* [TEXTO PARA LEITURA]
+---+

Mais tarde, em 1736, já no Setecentos, era aberta a Picada de Goiás, em cuja margem nasceria Oliveira ¹. De resto, a providência se impunha, tal o movimento por aqueles lugares e a necessidade de encurtar distâncias. O ouro de Goiás abrasava as imaginações. O segundo Anhanguera — filho do Diabo Velho, que subjugara o gentio com a ameaça de por fogo nos rios e nos lagos, e acabar com a água da terra — mantendo bem alto o panache das tradições paternas, fizera novas e grandes descobertas auríferas. Por tudo isso, a Picada de Goiás estava fadada a um grande destino. Nascera da aventura e da ambição e resultava num rosário de cidades, florescendo à sua beira. Aliás, esse problema da Picada de Goiás é altamente polêmico, no que diz com sua localização. Waldemar de Almeida Barbosa ², que pesquisou demoradamente o assunto, chegou a conclusões interessantes. As picadas abertas na mesma época eram duas. Uma, vinda de São João del-Rei, passava por Bambuí e serra da Marcela; outra saía de Pitangui e transpunha a serra da Saudade. Ambas iam dar em Paracatu, onde se fundiam todos os caminhos para Goiás. Isso sem falar em um sem-número de atalhos, cruzando em todas as direções o solo das Gerais. No entanto, a velha Picada de Goiás tinha, aproximadamente este percurso: saía de São João del-Rei e, infletindo para o ocidente, ou melhor, para noroeste, atravessava Santiago, Morro do Ferro, Oliveira, Formiga, Bambuí, Ibiá, Serra do Salitre, Patrocínio, Coromandel, Guarda-Mor, Paracatu. Obviamente, estas cidades ainda não existiam. O que havia no lugar delas eram pousos ou arraiais insignificantes. 
 
O Sertão dos Cataguases foi, desse jeito, vasculhado pelas bandeiras que vinham de São Paulo. As esmeraldas, a prata e o ouro eram a força motivadora de tanto afã. Os aventureiros, que romperam pelo Oeste de Minas — uns seguindo para o norte na rota de Fernão Dias, outros para o poente, através da Picada de Goiás — iam todos eles em corrida desesperada atrás de uma quimera, a "serra mui formosa e resprandescente", de que falava Gandavo, e em cujas abas dormia "a azul Vupabuçu", a lagoa romântica e fatal. A serra enfeitiçada seria a de Sabarabuçu, a "pedra-grande-que-resplende"? É de supor que ela fosse a um tempo a Serra da Prata, a Serra das Esmeraldas, a Serra do Ouro ³. Alguns índios a tinham visto toda branca, argêntea, prateando ao sol e ao luar (como uma torre branca e muito alterosa, escreve Walter Raleigh); outros diziam que ela era verde, fulgindo com os resplendores verdes, fulgindo com os resplendores verdes de suas esmeraldas; e os que garantiam ser ela toda dourada, com seu ouro rebrilhando na mataria como um "Sol-da-Terra"? E havia ainda uma outra, a serra dos Martírios, nos longes de Goiás, com suas fabulosas minas de ouro. É de ver, assim, que os sertões do oeste mineiro, ao modo de almenaras, atraíam o bandeirante para as duas serras lendárias, misteriosas e inatingidas: a de Sabarabuçu e a dos Martírios.

+---+

* [REGISTROS FORNECIDOS]
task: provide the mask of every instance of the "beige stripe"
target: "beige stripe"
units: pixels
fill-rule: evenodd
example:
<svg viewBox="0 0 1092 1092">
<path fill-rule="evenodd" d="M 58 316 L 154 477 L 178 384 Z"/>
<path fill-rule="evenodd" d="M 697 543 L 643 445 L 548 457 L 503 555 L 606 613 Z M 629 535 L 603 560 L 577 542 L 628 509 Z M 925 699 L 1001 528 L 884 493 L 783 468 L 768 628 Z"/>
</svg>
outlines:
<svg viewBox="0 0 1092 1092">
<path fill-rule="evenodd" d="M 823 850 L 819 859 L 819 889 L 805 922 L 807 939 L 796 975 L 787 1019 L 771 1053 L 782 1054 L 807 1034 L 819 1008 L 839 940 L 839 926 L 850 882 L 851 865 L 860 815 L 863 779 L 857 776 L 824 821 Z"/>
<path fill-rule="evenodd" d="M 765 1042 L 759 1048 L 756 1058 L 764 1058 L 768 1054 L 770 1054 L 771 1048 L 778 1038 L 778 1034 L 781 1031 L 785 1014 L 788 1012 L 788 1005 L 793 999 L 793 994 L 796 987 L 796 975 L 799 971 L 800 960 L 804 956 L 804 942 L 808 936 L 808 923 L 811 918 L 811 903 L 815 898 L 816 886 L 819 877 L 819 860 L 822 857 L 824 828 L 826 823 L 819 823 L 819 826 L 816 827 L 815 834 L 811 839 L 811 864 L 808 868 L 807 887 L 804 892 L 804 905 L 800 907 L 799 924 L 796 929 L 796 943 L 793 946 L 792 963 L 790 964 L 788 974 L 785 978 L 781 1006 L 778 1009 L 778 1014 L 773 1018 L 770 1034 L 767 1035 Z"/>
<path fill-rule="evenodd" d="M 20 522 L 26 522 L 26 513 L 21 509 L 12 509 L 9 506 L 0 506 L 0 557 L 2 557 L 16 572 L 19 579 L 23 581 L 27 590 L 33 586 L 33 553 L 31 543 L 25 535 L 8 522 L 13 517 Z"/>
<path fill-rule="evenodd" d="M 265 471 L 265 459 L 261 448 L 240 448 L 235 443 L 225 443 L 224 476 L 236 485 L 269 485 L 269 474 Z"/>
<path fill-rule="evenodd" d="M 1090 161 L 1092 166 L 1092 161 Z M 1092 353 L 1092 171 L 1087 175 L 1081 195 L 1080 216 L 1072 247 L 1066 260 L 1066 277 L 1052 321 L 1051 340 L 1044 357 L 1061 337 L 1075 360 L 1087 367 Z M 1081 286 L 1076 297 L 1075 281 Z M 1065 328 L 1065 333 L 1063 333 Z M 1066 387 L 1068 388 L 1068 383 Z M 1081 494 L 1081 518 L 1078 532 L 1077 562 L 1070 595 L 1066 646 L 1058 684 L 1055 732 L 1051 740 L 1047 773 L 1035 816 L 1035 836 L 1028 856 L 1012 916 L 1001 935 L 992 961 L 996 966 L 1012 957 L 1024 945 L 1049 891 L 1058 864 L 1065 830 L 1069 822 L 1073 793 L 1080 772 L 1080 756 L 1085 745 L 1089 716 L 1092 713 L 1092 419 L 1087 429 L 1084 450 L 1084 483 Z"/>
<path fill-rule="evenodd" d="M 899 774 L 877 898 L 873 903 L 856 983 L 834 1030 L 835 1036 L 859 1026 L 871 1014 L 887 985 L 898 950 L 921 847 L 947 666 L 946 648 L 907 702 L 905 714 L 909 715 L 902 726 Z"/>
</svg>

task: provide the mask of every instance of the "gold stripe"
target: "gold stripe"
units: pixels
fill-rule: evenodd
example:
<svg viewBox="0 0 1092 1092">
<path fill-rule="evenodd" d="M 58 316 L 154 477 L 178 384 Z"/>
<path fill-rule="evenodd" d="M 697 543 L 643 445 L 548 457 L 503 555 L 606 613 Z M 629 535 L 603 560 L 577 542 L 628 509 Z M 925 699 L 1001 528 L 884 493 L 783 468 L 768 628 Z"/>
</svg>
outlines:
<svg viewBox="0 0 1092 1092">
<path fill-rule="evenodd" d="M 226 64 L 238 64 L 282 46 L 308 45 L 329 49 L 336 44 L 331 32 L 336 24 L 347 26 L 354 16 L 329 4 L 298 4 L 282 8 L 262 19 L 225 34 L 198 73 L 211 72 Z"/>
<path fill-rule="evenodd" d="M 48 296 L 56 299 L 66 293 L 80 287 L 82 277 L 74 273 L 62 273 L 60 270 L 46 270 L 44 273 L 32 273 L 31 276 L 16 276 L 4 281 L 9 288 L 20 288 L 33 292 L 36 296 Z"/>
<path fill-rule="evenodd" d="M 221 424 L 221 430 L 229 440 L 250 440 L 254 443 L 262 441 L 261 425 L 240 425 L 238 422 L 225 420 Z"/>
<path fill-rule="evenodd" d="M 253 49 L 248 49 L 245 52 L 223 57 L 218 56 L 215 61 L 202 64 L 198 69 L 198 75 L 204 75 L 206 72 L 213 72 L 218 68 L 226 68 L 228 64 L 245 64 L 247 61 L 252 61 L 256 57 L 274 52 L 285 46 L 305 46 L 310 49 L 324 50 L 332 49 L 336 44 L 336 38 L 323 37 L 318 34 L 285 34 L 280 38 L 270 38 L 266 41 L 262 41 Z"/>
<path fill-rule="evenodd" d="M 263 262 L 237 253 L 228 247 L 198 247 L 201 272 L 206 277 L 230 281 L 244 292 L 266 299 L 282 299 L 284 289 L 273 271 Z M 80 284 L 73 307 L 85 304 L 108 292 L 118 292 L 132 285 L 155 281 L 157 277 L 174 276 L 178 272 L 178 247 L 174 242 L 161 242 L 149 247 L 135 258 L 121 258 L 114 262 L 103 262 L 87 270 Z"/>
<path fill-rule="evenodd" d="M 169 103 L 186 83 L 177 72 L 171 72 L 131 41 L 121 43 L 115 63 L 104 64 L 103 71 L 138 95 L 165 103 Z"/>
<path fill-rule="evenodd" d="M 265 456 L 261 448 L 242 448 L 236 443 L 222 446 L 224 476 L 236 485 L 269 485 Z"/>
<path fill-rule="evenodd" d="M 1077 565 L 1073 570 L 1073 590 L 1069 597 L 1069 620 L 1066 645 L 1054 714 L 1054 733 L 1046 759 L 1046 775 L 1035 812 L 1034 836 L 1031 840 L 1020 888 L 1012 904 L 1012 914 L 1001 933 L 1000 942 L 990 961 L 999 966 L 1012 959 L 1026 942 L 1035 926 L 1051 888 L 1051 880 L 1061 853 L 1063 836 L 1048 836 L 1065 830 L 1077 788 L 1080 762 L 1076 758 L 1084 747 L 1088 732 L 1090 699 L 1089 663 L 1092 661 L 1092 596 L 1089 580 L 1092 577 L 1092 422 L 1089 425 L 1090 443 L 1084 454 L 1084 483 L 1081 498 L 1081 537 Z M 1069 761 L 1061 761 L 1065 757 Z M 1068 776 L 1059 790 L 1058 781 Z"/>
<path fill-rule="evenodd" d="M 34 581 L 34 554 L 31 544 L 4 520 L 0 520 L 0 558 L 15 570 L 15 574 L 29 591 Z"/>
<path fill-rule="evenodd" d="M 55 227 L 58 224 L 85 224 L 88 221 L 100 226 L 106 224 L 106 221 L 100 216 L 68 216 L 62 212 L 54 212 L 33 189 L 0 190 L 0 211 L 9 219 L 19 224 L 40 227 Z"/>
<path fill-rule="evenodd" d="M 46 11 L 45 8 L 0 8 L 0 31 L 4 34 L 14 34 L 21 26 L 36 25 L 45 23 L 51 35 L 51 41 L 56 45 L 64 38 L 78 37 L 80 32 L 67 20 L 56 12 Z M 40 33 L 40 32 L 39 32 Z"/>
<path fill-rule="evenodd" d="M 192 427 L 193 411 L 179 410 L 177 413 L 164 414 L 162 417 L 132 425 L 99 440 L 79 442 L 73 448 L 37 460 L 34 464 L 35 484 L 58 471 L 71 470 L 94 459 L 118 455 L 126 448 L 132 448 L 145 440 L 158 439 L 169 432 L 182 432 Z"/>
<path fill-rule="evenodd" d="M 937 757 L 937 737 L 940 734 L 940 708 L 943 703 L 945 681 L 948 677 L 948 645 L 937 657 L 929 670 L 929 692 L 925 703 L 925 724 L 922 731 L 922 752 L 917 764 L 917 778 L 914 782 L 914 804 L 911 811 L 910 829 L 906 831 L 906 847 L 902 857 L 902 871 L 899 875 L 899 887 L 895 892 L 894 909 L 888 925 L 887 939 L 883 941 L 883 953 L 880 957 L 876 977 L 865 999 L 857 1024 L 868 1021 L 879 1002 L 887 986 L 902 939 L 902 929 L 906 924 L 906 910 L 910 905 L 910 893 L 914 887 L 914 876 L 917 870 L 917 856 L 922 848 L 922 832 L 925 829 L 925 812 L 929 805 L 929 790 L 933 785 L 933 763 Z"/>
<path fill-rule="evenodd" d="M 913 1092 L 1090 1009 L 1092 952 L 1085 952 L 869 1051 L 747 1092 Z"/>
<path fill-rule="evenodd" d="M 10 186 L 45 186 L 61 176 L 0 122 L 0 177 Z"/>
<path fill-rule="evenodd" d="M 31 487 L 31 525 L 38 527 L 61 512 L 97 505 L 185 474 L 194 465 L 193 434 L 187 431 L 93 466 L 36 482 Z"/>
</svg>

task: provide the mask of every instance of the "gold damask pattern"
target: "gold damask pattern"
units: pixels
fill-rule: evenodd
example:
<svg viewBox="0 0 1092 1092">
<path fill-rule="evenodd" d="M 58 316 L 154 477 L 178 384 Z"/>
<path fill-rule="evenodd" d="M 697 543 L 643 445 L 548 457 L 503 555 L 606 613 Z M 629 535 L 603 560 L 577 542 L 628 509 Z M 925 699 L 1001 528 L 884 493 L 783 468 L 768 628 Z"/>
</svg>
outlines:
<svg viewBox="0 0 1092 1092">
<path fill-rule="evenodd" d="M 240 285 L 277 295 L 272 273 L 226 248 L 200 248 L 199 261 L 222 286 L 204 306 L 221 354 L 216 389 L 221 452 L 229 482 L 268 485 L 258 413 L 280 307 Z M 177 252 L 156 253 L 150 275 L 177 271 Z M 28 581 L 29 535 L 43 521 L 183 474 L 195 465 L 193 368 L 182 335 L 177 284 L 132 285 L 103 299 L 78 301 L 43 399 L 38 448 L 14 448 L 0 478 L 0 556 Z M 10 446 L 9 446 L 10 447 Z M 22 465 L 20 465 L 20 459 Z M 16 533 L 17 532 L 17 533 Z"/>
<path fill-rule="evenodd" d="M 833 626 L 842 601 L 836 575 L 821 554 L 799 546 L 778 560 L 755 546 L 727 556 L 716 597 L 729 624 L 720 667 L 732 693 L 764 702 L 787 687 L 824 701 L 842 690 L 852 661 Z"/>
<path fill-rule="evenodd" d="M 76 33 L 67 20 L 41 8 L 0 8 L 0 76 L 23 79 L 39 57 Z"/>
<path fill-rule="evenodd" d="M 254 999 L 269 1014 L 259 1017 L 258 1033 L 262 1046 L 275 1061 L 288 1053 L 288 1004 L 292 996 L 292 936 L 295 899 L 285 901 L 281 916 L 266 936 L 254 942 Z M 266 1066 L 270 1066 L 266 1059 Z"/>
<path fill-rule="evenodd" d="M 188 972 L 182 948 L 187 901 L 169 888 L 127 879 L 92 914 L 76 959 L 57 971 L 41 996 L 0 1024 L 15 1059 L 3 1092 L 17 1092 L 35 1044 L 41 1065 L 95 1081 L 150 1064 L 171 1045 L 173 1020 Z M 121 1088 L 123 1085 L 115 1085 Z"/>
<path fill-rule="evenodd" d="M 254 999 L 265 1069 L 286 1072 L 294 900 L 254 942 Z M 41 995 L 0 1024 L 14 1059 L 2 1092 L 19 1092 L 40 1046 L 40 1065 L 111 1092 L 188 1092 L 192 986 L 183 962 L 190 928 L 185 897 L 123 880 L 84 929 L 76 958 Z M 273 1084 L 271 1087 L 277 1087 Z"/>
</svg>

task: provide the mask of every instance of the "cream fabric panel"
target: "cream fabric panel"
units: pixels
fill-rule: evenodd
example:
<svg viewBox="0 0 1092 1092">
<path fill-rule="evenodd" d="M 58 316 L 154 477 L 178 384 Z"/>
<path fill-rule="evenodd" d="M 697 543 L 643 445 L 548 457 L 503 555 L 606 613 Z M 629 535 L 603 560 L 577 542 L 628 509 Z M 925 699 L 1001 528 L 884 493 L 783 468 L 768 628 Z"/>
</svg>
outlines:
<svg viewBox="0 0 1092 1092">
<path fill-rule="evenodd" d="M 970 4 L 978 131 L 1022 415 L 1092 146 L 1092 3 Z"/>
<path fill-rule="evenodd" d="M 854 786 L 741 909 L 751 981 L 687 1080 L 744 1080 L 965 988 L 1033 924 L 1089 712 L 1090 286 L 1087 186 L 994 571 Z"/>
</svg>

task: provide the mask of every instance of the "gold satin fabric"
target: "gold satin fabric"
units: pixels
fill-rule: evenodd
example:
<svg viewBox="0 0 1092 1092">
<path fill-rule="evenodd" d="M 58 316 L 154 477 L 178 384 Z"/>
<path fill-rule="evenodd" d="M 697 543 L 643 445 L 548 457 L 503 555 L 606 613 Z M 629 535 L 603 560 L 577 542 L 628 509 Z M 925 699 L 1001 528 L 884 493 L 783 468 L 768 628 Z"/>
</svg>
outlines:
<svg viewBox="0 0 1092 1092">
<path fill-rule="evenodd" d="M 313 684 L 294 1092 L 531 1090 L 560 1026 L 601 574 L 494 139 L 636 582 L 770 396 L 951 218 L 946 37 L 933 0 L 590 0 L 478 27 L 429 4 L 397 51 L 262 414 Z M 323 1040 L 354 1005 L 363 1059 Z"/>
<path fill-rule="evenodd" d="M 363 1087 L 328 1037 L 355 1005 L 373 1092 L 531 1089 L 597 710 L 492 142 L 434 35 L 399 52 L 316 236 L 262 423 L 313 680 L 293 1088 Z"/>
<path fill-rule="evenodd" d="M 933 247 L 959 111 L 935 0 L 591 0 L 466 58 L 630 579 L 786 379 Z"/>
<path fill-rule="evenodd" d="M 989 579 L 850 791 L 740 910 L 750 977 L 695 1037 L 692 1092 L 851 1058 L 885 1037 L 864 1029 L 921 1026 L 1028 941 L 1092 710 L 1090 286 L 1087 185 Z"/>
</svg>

+---+

* [PROBLEMA PROPOSTO A]
Segundo o texto sobre a Picada de Goiás, em que localidade se fundiam todos os caminhos para Goiás?
* [PROBLEMA PROPOSTO B]
Dê sequência ao texto sobre a Picada de Goiás e as serras lendárias, começando logo após a última frase.

* [RESULTADO ESPERADO A]
Em Paracatu.

* [RESULTADO ESPERADO B]
 
Campo Grande da Picada de Goiás e de Campo Grande da Travessia de Goiás ou simplesmente Picada de Goiás teriam sido os primeiros nomes de Oliveira, tese recentemente contestada pelo historiador Waldemar de Almeida Barbosa:
A menção de "Picada de Goiás" e de "Campo Grande", expressões usadas nas primeiras sesmarias, levou alguns autores a outro equívoco: o de supor que estes tinham sido os primitivos nomes de Oliveira. Ora, Picada de Goiás era a designação escolhida para todas as sesmarias situadas nas vizinhanças daquele caminho, desde São João del-Rei até Paracatu: da mesma forma, Campo Grande era expressão designativa de toda a vasta região que ia de São João del-Rei até Goiás, ou melhor, até o Alto Paranaíba. Salvo engano, foi José Joaquim da Silva o primeiro a cometer o equívoco, escrevendo: "A povoação da Oliveira, denominada antigamente Picada de Goiás" (Tratado de geografia descritiva especial da província de Minas Gerais, 1878).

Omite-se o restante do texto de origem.